[Photo object pointing records]
..............................
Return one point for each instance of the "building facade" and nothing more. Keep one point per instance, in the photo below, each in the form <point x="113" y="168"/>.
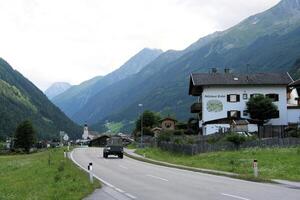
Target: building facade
<point x="222" y="99"/>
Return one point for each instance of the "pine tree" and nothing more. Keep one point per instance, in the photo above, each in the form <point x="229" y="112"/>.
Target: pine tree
<point x="25" y="136"/>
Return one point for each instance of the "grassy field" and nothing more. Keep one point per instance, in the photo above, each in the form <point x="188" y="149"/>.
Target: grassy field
<point x="31" y="177"/>
<point x="274" y="163"/>
<point x="114" y="127"/>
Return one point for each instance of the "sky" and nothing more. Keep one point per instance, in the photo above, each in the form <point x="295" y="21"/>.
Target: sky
<point x="74" y="40"/>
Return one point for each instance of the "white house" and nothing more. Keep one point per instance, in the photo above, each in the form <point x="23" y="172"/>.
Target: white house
<point x="222" y="99"/>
..............................
▶ REQUIREMENTS
Write the entries above out in full, exactly, with no images.

▶ THE REPLY
Return one point for each instance of the "building facade" and nothing more. Keep one point per instance, in the photo below, each in the form <point x="113" y="168"/>.
Target: building facade
<point x="222" y="99"/>
Return one point for each instance of the "pine tree" and nothing more. Keep one point per instance, in the photo above, each in the form <point x="229" y="112"/>.
Target: pine tree
<point x="25" y="136"/>
Return one point for each instance of the "grassy field" and nothing more. Keep one point per instance, in the photo above, each in the form <point x="188" y="149"/>.
Target: grassy field
<point x="31" y="177"/>
<point x="274" y="163"/>
<point x="114" y="127"/>
Return one point for each instance of the "sky" and nothing more. Keep one point per instance, in the photo above, each in the form <point x="295" y="21"/>.
Target: sky
<point x="74" y="40"/>
Return one point for each instance of the "white house" and nothing more. Keep one point per instance, in the photo above, each in the form <point x="23" y="172"/>.
Target: white house
<point x="222" y="99"/>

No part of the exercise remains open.